Point-per-instance localization data:
————

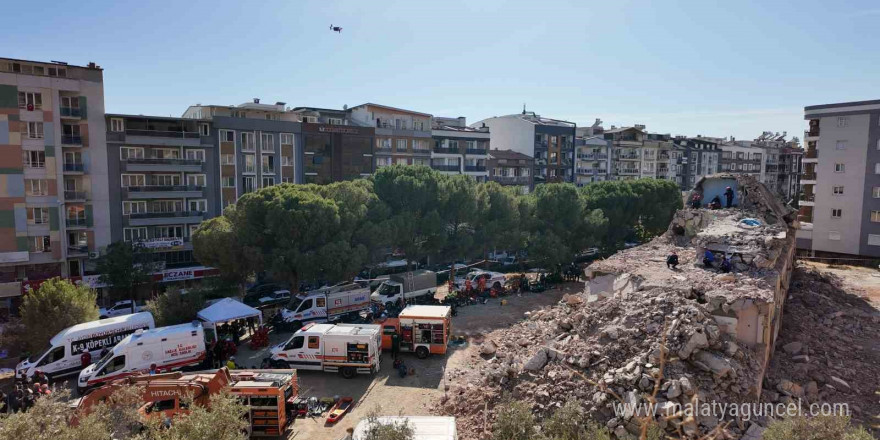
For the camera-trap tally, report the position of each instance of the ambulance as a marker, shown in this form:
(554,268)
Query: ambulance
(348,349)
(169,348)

————

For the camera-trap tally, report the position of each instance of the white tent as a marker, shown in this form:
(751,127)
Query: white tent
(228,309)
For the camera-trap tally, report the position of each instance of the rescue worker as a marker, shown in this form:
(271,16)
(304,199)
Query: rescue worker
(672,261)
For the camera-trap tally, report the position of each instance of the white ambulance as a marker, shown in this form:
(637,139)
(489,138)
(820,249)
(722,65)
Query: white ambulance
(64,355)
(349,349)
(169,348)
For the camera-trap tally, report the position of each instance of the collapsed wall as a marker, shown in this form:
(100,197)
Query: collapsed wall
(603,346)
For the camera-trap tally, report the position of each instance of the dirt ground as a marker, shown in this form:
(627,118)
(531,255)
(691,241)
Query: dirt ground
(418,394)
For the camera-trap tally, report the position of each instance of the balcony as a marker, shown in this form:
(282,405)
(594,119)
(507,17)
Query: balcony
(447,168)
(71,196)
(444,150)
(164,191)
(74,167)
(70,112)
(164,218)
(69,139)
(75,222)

————

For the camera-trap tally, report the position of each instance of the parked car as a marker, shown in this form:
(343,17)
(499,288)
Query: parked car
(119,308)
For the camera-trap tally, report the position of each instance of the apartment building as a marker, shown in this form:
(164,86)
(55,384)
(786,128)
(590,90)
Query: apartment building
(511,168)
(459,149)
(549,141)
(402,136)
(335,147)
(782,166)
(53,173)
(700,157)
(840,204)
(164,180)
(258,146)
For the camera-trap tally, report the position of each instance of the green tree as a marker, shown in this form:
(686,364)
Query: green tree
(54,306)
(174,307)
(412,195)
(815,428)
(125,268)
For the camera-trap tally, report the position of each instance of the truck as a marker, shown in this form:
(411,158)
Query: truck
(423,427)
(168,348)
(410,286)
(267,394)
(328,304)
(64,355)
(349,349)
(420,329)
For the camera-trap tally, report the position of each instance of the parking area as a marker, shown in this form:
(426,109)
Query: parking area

————

THE TASK:
All lines that contain the word "parking" must be copied from the records above.

RESULT:
For the camera-trap tally, report the position of each instance of the parking area as a marker, shown in this form:
Query: parking area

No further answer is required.